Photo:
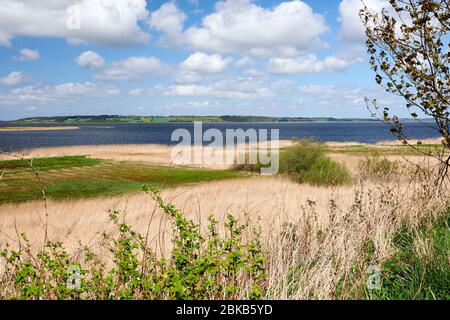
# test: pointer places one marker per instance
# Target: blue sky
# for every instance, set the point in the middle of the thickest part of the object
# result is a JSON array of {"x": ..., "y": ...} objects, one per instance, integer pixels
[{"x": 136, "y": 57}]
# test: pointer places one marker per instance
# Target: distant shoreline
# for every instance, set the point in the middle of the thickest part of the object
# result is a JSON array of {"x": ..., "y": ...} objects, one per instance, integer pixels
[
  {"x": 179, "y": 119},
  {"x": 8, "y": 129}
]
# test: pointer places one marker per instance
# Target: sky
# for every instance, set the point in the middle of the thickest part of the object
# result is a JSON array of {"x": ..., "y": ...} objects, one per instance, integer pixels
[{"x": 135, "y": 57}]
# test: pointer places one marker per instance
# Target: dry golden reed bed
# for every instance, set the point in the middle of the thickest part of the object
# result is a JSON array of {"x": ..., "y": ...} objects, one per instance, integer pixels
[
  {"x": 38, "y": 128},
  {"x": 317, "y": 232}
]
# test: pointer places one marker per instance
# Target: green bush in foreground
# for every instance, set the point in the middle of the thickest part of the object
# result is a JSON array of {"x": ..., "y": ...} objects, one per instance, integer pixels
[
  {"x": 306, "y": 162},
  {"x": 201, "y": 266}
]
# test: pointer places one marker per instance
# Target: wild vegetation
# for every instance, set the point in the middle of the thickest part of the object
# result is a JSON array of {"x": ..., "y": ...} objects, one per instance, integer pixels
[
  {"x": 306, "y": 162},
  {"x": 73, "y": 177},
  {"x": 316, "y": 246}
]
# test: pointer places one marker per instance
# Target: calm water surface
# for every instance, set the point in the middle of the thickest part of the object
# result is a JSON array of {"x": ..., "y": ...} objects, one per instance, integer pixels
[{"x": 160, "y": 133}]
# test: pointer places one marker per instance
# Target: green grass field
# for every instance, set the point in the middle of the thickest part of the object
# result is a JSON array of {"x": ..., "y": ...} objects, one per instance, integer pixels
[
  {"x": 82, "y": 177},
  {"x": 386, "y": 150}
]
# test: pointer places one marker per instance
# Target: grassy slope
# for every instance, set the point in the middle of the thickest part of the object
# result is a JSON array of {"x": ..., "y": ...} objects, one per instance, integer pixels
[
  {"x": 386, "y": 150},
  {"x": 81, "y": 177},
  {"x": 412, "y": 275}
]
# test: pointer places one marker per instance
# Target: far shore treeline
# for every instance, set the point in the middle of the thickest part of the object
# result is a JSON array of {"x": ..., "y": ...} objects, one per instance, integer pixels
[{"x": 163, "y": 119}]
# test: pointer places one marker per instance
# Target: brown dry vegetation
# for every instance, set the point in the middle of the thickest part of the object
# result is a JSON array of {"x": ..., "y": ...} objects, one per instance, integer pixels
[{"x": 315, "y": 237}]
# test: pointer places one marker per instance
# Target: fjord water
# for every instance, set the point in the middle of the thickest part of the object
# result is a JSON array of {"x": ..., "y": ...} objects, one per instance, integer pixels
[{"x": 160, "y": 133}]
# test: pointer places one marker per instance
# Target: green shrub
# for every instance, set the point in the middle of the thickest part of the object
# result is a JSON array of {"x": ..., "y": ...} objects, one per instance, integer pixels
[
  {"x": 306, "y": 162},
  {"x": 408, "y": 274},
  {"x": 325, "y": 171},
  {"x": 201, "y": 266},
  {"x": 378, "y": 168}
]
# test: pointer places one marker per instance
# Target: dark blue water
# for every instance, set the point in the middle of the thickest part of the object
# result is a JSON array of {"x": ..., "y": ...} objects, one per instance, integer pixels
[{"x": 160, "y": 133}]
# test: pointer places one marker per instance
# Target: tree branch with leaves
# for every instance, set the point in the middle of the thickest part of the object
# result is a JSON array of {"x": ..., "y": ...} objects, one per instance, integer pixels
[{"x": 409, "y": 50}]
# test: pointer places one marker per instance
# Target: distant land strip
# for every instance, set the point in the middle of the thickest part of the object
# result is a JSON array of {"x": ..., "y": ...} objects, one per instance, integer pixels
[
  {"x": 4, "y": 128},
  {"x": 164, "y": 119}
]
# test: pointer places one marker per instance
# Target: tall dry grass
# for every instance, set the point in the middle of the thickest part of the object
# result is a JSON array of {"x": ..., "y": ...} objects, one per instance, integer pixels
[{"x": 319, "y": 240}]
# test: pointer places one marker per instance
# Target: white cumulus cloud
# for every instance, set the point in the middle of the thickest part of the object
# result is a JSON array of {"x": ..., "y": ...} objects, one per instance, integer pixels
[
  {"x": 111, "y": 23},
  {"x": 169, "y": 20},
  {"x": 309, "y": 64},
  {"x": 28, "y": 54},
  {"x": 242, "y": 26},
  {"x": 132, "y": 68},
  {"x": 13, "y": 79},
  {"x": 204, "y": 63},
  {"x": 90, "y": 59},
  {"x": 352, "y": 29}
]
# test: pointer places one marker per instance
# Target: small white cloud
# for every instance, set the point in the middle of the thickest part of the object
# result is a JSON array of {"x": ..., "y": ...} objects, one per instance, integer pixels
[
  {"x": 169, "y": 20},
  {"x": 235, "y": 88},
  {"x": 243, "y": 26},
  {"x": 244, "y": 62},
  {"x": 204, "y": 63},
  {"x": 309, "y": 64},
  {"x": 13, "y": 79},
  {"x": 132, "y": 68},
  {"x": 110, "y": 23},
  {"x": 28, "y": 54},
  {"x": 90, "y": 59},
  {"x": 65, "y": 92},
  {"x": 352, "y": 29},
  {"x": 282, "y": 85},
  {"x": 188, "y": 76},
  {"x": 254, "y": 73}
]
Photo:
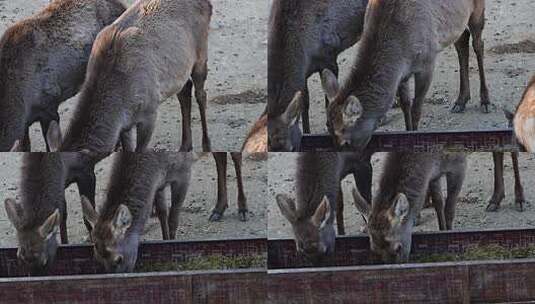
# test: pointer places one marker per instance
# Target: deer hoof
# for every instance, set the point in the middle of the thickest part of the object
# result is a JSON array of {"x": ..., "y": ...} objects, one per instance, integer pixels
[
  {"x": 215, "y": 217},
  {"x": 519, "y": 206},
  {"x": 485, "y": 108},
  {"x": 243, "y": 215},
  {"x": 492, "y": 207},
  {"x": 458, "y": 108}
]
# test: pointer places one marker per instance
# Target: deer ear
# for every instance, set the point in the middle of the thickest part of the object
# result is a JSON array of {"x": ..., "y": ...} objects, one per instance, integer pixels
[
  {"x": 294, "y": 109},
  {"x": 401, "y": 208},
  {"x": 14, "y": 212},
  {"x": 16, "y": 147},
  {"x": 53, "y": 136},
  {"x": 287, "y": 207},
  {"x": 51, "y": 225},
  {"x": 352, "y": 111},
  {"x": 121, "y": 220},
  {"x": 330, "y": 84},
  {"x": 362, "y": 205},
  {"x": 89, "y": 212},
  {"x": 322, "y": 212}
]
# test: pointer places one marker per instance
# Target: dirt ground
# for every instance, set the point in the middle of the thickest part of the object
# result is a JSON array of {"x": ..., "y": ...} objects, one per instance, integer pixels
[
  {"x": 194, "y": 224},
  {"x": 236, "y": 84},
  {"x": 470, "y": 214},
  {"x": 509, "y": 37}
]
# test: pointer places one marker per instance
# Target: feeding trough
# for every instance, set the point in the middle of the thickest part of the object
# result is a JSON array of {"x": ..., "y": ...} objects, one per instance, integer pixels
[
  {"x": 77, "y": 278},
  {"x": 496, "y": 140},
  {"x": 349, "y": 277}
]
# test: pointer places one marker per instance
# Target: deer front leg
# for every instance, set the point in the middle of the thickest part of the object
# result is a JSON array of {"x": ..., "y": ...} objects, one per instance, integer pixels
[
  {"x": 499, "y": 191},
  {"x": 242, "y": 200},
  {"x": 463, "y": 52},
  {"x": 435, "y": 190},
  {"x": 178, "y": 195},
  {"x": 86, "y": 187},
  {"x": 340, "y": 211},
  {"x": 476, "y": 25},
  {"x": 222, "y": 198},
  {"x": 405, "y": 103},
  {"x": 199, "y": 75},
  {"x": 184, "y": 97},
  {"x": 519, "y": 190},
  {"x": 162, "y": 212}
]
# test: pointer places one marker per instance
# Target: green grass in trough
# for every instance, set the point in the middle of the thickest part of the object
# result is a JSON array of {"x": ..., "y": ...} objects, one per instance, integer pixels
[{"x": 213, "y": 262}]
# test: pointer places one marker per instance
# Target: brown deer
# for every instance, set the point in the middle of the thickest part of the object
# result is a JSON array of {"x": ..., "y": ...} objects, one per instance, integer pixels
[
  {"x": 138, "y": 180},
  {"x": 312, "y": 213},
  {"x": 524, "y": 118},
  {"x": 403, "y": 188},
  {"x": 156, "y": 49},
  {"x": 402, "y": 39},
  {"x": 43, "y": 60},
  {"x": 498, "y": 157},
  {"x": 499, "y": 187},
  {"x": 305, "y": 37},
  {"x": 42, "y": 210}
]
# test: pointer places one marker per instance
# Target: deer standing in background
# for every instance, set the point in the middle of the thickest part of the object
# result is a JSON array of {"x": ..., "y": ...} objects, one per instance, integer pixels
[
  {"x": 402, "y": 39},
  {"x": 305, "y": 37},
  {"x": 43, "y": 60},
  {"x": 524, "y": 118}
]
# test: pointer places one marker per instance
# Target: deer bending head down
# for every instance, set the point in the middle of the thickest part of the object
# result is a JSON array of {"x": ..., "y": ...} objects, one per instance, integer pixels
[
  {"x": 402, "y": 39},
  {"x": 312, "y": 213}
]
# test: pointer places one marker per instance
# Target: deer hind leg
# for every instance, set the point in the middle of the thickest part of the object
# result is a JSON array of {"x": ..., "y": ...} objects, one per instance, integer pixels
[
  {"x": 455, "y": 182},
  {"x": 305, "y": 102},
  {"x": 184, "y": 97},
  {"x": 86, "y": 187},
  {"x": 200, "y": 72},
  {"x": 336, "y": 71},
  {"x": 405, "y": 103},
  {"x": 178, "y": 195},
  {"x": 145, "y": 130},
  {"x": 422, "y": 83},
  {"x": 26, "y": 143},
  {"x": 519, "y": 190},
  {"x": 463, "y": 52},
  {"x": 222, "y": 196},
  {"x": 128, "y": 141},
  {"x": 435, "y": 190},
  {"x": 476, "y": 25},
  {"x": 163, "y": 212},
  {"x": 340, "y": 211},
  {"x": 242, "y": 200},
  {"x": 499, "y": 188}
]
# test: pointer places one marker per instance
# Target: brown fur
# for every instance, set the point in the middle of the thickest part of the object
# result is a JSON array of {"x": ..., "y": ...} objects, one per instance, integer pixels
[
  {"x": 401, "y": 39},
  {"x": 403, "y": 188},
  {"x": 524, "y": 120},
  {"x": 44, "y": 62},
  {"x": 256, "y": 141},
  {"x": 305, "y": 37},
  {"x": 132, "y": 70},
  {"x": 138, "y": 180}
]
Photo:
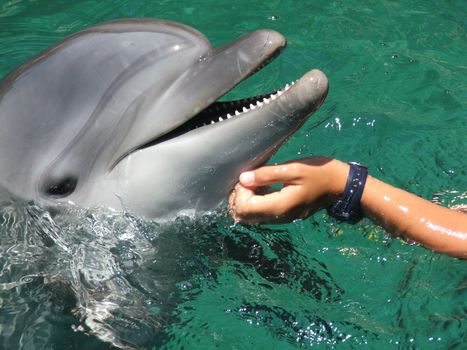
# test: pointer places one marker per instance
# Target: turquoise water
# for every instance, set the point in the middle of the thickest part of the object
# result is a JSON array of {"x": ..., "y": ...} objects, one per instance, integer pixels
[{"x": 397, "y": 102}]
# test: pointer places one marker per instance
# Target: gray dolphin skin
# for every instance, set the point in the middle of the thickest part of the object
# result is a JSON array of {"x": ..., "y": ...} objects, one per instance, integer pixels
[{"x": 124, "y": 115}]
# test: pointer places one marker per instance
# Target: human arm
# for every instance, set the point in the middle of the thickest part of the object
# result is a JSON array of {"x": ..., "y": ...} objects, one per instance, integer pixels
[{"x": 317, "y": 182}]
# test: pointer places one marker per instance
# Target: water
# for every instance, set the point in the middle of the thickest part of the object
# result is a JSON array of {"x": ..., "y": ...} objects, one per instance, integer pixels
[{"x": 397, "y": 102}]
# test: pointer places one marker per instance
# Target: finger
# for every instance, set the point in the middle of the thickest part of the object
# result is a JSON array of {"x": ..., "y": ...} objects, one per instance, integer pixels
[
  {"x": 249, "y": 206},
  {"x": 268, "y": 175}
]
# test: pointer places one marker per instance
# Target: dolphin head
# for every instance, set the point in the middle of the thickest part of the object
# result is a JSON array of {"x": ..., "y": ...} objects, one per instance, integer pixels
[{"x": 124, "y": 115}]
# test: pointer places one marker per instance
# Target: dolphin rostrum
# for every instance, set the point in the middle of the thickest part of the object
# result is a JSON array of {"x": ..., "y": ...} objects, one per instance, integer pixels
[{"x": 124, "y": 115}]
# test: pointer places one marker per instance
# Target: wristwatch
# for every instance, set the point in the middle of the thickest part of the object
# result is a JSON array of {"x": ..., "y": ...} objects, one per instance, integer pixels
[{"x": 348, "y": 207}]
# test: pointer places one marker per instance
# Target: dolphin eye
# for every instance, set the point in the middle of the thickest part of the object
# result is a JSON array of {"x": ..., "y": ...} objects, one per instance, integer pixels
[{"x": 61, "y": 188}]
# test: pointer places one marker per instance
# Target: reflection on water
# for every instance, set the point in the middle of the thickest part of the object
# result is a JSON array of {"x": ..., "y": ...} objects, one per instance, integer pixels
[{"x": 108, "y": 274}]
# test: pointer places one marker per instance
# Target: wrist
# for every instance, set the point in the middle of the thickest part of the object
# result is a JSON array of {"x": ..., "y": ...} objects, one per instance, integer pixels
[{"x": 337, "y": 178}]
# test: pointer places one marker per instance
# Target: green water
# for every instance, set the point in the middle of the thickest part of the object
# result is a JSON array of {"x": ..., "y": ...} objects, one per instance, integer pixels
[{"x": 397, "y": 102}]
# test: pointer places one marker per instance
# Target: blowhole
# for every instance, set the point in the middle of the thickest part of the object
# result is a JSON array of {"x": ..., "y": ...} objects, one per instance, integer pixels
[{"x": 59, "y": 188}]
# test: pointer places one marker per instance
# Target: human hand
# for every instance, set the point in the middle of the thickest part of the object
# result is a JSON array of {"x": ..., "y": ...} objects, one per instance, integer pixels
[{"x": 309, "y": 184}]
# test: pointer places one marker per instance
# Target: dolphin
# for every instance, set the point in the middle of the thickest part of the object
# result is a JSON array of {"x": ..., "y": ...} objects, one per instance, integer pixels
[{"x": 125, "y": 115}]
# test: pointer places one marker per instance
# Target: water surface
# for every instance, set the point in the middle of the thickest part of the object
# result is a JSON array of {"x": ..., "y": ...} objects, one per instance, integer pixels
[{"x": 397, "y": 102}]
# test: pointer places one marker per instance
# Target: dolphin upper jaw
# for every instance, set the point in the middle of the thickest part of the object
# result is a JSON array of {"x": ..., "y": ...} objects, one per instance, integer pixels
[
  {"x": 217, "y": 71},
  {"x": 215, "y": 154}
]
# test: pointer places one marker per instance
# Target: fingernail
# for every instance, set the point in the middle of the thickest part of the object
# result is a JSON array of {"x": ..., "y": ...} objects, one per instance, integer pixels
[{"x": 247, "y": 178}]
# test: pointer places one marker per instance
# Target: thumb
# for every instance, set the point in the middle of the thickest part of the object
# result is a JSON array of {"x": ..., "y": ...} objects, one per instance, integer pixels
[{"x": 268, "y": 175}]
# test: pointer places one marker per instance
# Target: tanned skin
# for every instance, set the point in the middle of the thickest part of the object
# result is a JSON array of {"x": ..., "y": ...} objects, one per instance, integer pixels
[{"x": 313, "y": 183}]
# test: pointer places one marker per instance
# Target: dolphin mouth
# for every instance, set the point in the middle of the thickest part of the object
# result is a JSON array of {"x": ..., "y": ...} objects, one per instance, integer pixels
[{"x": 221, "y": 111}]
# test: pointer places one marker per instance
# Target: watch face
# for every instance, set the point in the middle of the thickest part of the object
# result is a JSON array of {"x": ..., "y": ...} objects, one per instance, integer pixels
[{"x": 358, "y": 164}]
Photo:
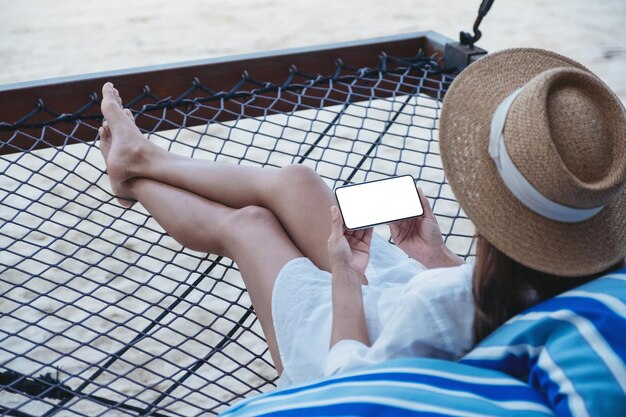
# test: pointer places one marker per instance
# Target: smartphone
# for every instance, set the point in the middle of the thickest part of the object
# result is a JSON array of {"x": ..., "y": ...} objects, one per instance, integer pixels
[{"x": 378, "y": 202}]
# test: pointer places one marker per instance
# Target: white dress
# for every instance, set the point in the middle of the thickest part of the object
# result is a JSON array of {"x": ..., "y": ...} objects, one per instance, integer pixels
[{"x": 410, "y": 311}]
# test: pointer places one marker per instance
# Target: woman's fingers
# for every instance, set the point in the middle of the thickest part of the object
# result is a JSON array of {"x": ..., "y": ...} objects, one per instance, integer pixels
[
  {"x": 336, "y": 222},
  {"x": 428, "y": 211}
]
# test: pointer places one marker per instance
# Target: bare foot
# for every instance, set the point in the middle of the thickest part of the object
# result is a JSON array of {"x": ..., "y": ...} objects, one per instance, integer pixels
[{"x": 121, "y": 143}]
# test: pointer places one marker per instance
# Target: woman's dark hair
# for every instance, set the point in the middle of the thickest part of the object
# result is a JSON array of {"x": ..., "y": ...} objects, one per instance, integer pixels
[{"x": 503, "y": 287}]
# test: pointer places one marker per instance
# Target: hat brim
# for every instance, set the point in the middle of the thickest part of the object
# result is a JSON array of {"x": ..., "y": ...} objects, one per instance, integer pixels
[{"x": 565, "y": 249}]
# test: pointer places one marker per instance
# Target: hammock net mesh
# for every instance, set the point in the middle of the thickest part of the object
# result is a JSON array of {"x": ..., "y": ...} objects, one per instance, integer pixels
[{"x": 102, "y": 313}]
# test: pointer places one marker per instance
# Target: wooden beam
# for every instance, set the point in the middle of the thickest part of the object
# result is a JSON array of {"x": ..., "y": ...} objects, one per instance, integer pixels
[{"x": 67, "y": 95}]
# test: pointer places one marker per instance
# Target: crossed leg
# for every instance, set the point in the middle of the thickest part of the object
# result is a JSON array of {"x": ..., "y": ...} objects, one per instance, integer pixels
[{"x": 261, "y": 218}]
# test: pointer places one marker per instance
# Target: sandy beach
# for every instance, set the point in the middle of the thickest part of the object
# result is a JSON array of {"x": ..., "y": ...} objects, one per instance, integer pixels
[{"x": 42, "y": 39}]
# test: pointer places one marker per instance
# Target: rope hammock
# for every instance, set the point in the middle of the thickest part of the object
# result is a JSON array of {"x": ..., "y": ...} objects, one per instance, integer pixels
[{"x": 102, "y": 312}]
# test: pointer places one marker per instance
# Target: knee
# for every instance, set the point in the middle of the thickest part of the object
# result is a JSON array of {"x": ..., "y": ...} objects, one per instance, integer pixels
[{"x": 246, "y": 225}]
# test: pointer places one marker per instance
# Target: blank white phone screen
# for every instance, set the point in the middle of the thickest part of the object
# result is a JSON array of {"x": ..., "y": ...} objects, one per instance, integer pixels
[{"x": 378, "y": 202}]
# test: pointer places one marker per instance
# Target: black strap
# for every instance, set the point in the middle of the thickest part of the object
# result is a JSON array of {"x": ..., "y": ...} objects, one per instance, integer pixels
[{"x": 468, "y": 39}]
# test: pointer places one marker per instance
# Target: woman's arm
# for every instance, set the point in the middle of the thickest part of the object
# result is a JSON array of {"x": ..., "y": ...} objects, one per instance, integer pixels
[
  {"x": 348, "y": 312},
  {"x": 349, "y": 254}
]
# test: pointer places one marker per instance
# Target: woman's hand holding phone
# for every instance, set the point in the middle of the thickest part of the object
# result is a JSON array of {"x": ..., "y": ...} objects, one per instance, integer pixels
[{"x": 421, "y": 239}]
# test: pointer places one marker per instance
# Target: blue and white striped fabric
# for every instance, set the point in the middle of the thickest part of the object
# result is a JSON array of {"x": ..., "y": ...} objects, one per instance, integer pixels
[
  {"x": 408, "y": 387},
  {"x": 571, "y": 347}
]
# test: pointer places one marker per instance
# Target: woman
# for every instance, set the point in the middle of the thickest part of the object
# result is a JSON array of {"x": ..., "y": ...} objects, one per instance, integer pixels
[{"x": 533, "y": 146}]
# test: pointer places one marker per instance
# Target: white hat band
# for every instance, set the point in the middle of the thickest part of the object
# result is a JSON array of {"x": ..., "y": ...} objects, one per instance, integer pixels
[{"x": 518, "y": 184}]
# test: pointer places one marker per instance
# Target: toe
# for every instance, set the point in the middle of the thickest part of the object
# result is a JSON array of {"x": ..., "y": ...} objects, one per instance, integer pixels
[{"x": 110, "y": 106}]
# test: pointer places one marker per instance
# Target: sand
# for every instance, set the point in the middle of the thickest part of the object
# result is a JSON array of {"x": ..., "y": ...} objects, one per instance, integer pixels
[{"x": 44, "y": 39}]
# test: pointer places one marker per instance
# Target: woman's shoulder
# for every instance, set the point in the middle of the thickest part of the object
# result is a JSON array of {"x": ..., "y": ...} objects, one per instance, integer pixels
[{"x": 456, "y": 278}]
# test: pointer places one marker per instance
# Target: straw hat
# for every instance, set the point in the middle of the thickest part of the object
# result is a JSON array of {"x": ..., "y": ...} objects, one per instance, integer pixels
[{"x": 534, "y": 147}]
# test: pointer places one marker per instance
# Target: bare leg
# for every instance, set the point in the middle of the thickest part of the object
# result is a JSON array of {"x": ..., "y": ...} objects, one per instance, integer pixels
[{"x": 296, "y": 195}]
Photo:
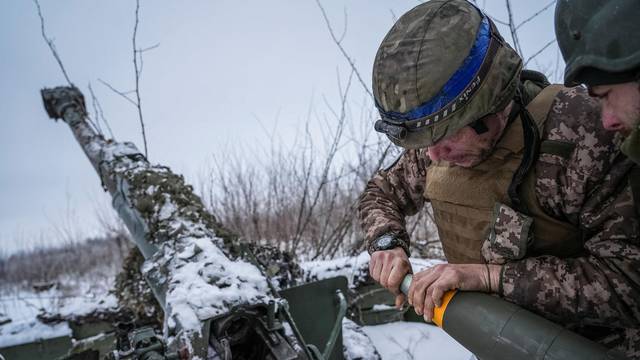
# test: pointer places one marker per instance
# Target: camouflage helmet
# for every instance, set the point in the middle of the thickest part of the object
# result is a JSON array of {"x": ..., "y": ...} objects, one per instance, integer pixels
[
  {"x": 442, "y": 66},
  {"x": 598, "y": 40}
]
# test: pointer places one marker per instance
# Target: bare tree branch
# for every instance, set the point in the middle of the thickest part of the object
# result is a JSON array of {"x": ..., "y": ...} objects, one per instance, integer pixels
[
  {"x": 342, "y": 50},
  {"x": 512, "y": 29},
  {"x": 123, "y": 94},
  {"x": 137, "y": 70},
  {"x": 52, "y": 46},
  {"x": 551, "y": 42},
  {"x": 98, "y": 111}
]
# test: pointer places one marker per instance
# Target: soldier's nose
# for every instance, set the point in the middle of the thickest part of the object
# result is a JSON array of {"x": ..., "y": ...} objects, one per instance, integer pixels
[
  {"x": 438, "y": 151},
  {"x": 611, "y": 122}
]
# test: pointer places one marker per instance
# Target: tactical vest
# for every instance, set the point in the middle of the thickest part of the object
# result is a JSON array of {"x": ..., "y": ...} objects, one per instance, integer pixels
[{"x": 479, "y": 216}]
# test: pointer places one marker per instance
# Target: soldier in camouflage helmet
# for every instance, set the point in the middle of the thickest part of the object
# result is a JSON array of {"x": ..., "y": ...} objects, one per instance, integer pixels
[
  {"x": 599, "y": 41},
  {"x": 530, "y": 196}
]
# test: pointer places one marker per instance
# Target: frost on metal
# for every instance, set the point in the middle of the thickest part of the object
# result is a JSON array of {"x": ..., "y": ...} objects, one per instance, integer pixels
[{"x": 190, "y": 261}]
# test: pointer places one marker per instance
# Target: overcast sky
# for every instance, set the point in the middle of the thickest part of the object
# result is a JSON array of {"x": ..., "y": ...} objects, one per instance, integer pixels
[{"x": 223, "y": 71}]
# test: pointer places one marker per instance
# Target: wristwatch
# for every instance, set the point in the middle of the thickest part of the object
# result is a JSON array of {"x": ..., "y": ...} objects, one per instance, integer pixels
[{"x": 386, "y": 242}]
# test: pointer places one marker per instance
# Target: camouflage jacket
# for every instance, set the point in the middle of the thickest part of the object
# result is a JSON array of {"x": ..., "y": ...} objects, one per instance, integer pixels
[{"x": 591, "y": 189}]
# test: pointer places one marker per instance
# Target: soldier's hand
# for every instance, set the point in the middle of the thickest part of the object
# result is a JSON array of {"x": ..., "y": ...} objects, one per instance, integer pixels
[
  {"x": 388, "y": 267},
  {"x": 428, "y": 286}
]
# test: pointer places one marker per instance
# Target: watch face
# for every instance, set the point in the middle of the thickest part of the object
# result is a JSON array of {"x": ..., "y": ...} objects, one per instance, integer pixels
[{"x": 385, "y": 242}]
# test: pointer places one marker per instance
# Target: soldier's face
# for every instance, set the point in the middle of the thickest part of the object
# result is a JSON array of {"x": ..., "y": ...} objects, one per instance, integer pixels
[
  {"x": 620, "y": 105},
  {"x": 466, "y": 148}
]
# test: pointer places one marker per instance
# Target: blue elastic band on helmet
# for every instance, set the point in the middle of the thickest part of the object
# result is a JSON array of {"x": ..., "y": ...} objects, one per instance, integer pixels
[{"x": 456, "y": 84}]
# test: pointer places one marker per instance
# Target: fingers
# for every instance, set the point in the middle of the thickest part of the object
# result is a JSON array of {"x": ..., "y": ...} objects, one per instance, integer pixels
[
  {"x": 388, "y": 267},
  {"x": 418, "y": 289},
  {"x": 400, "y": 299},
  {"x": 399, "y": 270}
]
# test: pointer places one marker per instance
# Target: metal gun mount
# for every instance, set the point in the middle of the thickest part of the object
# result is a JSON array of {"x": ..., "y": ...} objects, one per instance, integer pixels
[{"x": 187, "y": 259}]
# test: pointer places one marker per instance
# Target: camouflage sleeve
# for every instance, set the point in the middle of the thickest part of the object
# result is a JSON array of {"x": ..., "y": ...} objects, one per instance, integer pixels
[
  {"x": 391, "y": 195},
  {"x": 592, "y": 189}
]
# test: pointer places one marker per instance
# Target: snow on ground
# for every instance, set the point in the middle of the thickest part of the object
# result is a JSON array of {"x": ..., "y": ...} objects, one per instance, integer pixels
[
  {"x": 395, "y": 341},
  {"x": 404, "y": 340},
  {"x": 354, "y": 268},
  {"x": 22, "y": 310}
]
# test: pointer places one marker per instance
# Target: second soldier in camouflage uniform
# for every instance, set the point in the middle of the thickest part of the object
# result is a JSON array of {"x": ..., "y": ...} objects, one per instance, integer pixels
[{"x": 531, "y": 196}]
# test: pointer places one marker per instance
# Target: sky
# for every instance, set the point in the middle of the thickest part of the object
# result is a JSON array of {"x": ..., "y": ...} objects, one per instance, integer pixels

------------------------------------------------------------

WORK TO BE COMPLETED: Count the lines above that contain the string "branch", matching case exactly. State only the number.

RESULT FOR THIS TASK: 2